(Given data)

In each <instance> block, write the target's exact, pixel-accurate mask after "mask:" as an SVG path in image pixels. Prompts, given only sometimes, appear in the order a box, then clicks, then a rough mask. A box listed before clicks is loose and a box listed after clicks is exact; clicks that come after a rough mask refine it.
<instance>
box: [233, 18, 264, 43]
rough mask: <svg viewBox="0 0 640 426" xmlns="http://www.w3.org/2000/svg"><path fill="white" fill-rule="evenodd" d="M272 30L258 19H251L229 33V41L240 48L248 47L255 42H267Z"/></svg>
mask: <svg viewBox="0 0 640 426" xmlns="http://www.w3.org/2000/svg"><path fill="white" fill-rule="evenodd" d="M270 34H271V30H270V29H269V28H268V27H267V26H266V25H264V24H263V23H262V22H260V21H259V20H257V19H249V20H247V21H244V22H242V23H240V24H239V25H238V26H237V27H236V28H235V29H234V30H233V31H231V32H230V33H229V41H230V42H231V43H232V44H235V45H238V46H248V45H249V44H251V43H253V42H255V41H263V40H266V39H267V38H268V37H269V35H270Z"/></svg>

(End Given data)

Your instructions: Can you repeat all of the entries above, word for word and line for line?

Your solution:
In each <instance> block, write the target's exact, pixel-accurate mask after "mask:" as an SVG path in image pixels. Prompts, given only sometimes, appear in the order a box, then clicks, then a rough mask. A box listed before clicks is loose and a box listed after clicks is exact; clicks that come after a rough mask refine it.
<instance>
box: [233, 18, 264, 43]
rough mask: <svg viewBox="0 0 640 426" xmlns="http://www.w3.org/2000/svg"><path fill="white" fill-rule="evenodd" d="M272 30L258 19H251L229 33V41L240 48L248 47L255 42H267Z"/></svg>
mask: <svg viewBox="0 0 640 426" xmlns="http://www.w3.org/2000/svg"><path fill="white" fill-rule="evenodd" d="M270 34H271V30H270V29H269V28H268V27H267V26H266V25H264V24H263V23H262V22H260V21H259V20H257V19H249V20H247V21H244V22H242V23H240V24H239V25H238V26H237V27H236V28H235V29H234V30H233V31H231V32H230V33H229V41H230V42H231V43H232V44H235V45H238V46H248V45H249V44H251V43H253V42H255V41H263V40H266V39H267V38H268V37H269V35H270Z"/></svg>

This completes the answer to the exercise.